## SET PROBLEM:
Copy the data below, swapping "screenshot" for "image" everywhere it occurs and keeping everything else the same. Omit the pictures from your copy.

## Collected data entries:
■ ■ ■

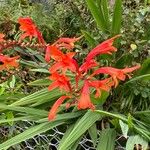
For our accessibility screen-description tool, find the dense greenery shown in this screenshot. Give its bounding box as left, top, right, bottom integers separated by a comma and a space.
0, 0, 150, 150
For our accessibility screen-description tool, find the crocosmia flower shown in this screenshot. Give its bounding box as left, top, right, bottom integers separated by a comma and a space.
0, 55, 19, 71
48, 72, 71, 92
49, 52, 78, 73
86, 35, 120, 61
18, 17, 45, 44
53, 37, 81, 50
45, 35, 140, 120
77, 80, 95, 110
48, 96, 70, 121
0, 33, 5, 42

■ ■ ■

## ANSWER BELOW:
For our accessibility screen-description tool, find the dense greenery shown in this image. Give its bounding box as left, top, right, bottom integers separated by a comma and a space.
0, 0, 150, 150
For our accessibility screen-description tool, find the crocosmia flower shown in this image. Give its bounding box as left, top, right, bottom integers separated by a comma and a space.
0, 55, 19, 71
48, 72, 71, 92
49, 52, 78, 73
86, 35, 120, 61
18, 17, 45, 44
53, 37, 81, 50
45, 35, 140, 120
77, 80, 95, 110
48, 96, 70, 121
0, 33, 5, 42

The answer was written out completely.